### About this task:
In the records below, some lines hold the word "floor". Copy each of those lines.

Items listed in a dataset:
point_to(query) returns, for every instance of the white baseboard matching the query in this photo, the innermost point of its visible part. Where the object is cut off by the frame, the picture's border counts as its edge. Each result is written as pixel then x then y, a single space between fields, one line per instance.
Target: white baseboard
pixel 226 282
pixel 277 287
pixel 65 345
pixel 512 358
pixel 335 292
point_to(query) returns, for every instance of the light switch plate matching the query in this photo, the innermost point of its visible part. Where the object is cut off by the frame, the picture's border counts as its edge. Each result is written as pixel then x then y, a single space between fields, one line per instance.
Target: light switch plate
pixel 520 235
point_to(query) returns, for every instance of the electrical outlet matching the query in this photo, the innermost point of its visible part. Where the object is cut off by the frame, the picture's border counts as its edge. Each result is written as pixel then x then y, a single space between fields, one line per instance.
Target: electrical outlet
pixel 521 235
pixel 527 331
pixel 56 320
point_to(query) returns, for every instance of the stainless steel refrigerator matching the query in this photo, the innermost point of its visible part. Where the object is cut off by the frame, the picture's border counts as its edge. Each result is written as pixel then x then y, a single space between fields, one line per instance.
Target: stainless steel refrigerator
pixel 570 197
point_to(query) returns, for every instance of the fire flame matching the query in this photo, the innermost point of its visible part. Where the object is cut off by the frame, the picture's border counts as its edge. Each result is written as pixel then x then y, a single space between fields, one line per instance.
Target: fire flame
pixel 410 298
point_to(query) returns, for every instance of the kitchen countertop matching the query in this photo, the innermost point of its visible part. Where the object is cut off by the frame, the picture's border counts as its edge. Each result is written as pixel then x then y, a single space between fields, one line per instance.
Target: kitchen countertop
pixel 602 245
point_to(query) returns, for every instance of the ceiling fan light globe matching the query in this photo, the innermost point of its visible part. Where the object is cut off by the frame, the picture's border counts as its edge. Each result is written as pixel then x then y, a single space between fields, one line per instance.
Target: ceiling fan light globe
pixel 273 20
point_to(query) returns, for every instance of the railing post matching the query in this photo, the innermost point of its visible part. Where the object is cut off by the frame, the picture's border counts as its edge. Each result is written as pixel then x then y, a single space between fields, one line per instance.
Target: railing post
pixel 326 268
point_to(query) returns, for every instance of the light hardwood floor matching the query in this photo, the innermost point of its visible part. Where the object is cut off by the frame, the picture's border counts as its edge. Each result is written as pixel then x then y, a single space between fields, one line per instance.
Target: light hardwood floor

### Final answer:
point_to(query) returns, for every instance of the light hardwood floor matching the query in this photo, the innermost point of its visible part. Where the object is cut off by the frame, the picture's border counts as its edge. Each result is written as pixel then x then y, a single space between fields, one line per instance.
Target: light hardwood floor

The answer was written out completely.